● Data for this exercise:

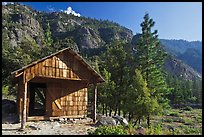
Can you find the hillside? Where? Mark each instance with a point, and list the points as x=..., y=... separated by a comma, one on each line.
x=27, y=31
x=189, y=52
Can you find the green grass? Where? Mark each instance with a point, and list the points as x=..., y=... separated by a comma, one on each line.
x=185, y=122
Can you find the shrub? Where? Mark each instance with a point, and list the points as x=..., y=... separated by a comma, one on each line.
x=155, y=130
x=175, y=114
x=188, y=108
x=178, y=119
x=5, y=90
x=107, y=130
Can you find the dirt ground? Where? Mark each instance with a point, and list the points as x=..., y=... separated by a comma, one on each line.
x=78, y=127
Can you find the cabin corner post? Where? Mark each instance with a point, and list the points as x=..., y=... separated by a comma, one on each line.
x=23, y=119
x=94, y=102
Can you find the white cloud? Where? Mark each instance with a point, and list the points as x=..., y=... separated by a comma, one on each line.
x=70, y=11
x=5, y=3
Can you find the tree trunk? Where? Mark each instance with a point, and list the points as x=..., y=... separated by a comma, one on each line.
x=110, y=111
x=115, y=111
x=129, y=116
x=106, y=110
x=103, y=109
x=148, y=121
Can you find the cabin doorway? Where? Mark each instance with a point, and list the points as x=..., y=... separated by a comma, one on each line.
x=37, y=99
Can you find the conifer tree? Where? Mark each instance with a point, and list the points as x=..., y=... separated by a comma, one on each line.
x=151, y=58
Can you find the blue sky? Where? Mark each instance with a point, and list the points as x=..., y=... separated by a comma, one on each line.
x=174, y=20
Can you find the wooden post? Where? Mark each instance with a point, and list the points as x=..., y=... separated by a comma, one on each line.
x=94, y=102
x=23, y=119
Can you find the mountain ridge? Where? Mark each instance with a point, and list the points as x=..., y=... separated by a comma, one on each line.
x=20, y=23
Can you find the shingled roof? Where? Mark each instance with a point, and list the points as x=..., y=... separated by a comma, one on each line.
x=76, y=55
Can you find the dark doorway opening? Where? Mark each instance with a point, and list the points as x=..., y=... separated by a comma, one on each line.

● Requirement:
Please recast the data above as a Markdown table with two columns, Number and Entry, giving each nonblank line its own numbered row. Leave the pictures out.

● Written response:
| Number | Entry |
|---|---|
| 1 | Can you find the hillside? Where? Mark each instance with a point, and list the points as x=..., y=... separated by a comma, one on each line. |
| 2 | x=27, y=31 |
| 3 | x=189, y=52 |
| 4 | Can you find the green grass? Where? Mark each instance with a point, and list the points as x=..., y=... separated by a comma, one on each line. |
| 5 | x=185, y=122 |
| 6 | Can you find the shrub? Where? Mark each instance with a point, and list the points as x=..., y=... separated by a comma, one on each line. |
| 7 | x=155, y=130 |
| 8 | x=175, y=114 |
| 9 | x=188, y=108 |
| 10 | x=178, y=119 |
| 11 | x=5, y=90 |
| 12 | x=107, y=130 |
| 13 | Can you find the dirt ground? Where? Mark each instance with a point, and list the points as x=..., y=... separated by a comma, one on each line. |
| 14 | x=78, y=127 |
| 15 | Can you find the cabin corner post? Where? Mark each instance with a point, and list the points as x=..., y=... separated by a comma, one on each line. |
| 16 | x=23, y=119 |
| 17 | x=94, y=102 |
| 18 | Can you find the white cloud? Where? Mark each instance with a point, and list the points as x=..., y=... separated by a comma, one on each line. |
| 19 | x=70, y=11 |
| 20 | x=5, y=3 |
| 21 | Can you find the tree trunk? Where? Mark each instance with a point, and list the points as x=..., y=... separated by a comma, one on each line. |
| 22 | x=110, y=111 |
| 23 | x=115, y=111 |
| 24 | x=129, y=116 |
| 25 | x=106, y=110 |
| 26 | x=103, y=109 |
| 27 | x=148, y=121 |
| 28 | Can you find the cabin doorway? Where? Mark each instance with a point, and list the points as x=..., y=... separated by a comma, one on each line. |
| 29 | x=37, y=99 |
| 30 | Can you find the conifer tree? Where? Mark each instance with a point, and list the points as x=..., y=... separated by a comma, one on each line. |
| 31 | x=151, y=58 |
| 32 | Can you find the blue sky? Where? Mark each instance with a point, and list the points as x=..., y=... separated by a comma, one on each line. |
| 33 | x=174, y=20 |
| 34 | Can you find the wooden post? Where? Mark each instance with a point, and list the points as x=..., y=... separated by a comma, one on each line. |
| 35 | x=94, y=102 |
| 36 | x=23, y=119 |
| 37 | Can you find the mountain ridge? Where? Mark each instance with a point, and list the points as x=..., y=... separated by a comma, one on each line. |
| 38 | x=20, y=23 |
| 39 | Can you find the shingled roof? Where? Mark each instance with a point, and list the points as x=..., y=... separated by a comma, one on each line. |
| 40 | x=76, y=55 |
| 41 | Can you find the dark doorway opening? Where? Mark each instance with a point, and list the points as x=..., y=... separated by a comma, one on each line. |